### Exercise requirements
Copy every one of the rows below word for word, leaving out the pictures.

### Excerpts of pointing data
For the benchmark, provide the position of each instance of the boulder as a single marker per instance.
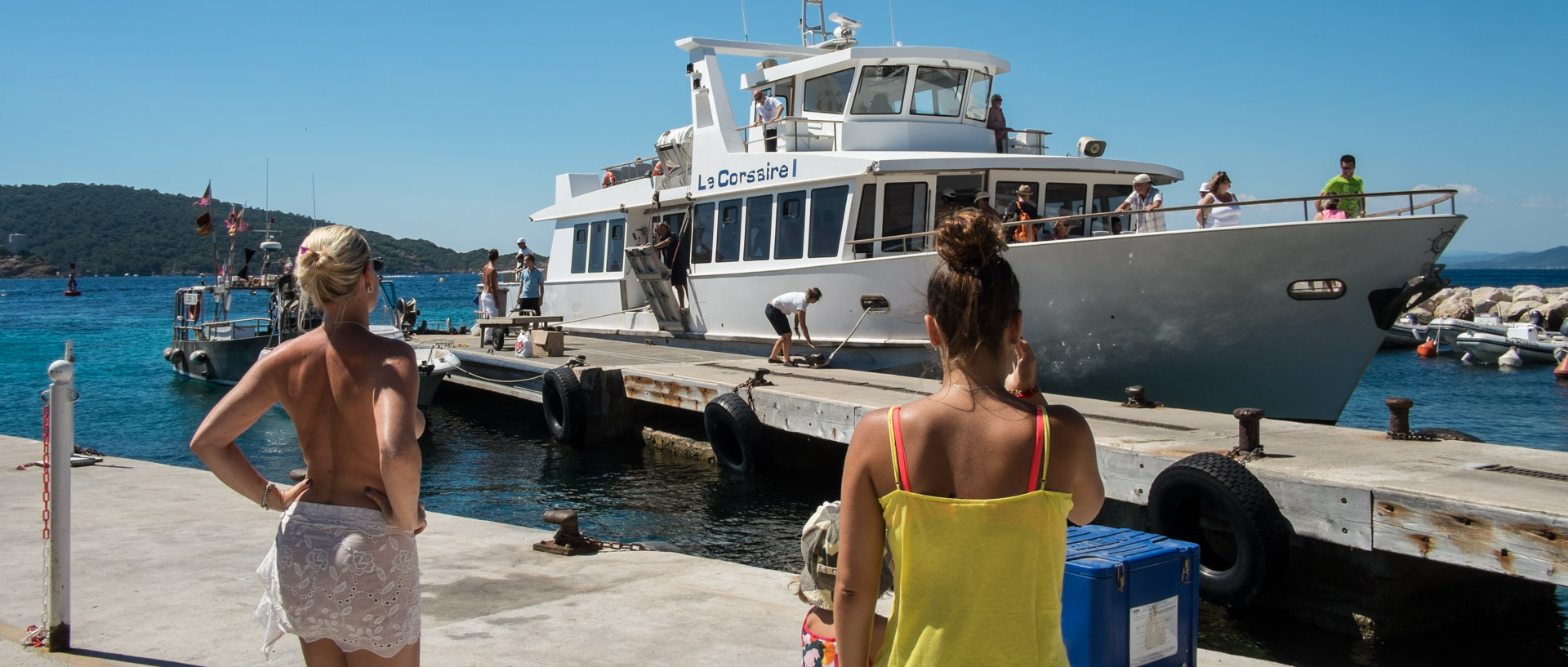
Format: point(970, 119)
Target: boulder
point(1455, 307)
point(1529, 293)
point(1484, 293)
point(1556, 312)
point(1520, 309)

### Finished answer
For the benchmark, provide the position of each instance of the boulder as a single marker per instance.
Format: point(970, 119)
Target: boulder
point(1455, 307)
point(1529, 293)
point(1484, 293)
point(1556, 312)
point(1520, 309)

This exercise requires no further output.